Natural-language object grounding data

☆ ☆ ☆ ☆

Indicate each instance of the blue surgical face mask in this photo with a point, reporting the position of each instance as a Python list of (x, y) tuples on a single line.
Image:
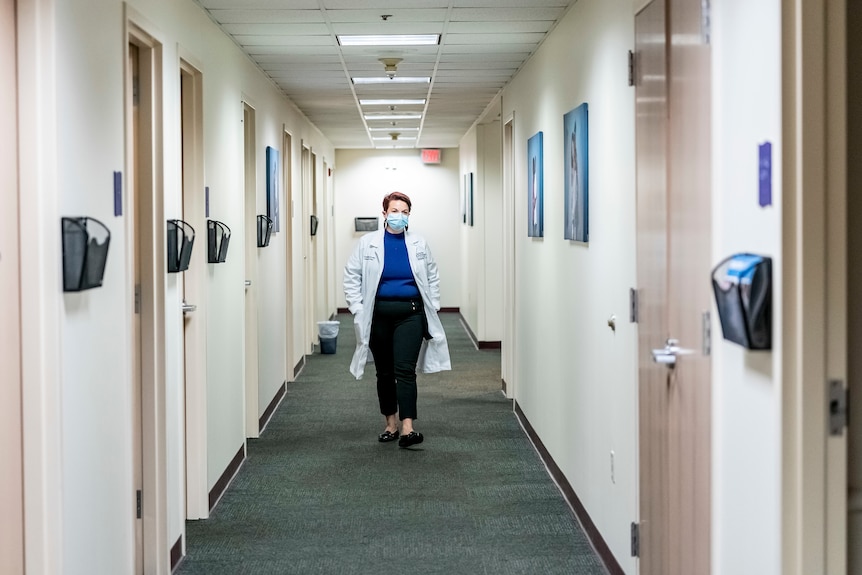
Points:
[(396, 221)]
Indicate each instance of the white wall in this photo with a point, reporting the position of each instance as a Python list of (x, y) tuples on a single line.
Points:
[(364, 177), (96, 329), (746, 477), (576, 378)]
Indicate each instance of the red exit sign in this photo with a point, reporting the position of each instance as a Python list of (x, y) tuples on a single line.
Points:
[(430, 156)]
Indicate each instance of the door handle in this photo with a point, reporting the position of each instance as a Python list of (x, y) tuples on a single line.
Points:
[(668, 354)]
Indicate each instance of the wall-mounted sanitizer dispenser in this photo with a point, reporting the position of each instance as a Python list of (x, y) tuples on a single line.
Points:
[(743, 294)]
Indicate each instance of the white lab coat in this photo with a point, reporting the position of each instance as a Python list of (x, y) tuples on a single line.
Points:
[(361, 278)]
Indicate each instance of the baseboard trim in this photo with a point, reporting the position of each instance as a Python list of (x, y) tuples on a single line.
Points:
[(176, 553), (571, 497), (270, 409), (442, 310), (297, 369), (489, 344), (229, 473), (479, 344)]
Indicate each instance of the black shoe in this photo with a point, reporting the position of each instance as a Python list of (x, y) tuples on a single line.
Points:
[(412, 438), (387, 436)]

☆ ☆ ☆ ☆

▸ **GOAL OF THE EXERCISE**
Send back every line above exactly, skipping all pictures.

▸ **REPLY TO THE EXERCISE**
Indicate each instance of the blue surgical face mask in this photo with a point, reporting the position of each instance as a Python list of (x, y) tuples on a single line.
Image:
Points:
[(396, 221)]
Indicate each instance of the white wall in this photo with a point, reporting the position of each instance as a Python list of (x, y) tuples on a single line.
Points:
[(364, 177), (96, 329), (746, 477), (576, 378)]
Indicate each instance of the red exit sign in this photo with a point, reporting the position of each instance as a Python list of (x, y) tuples on a single line.
Points:
[(430, 156)]
Indicate each instance of the door handle in this photo with a point, reporting the position of each instance as a Python list of (x, y) tuples on a single line.
Points:
[(668, 354)]
Indicate each instance of the wall-mounted sanitizer dispenser in this photo with a point, reporting the position of each instance as a Python list of (x, y) tuples on a single line.
Points:
[(743, 294)]
Indicate each instance of the white lab coat in this photo with a point, reporting the position of each instance as a Python list of (x, y) tuples on a single line.
Points:
[(361, 278)]
Indicate each instance of the baseboard trim in this photo with a point, reporting the position of each instance as a Python list of (x, y) tuples on a single line.
Points:
[(176, 553), (571, 497), (270, 409), (442, 310), (297, 369), (489, 344), (229, 473), (479, 344)]
Indicate each instance of the black shoe in this photo with a point, reporting the position of each instance as a Python list of (x, y) tuples on a single line.
Points:
[(412, 438), (387, 436)]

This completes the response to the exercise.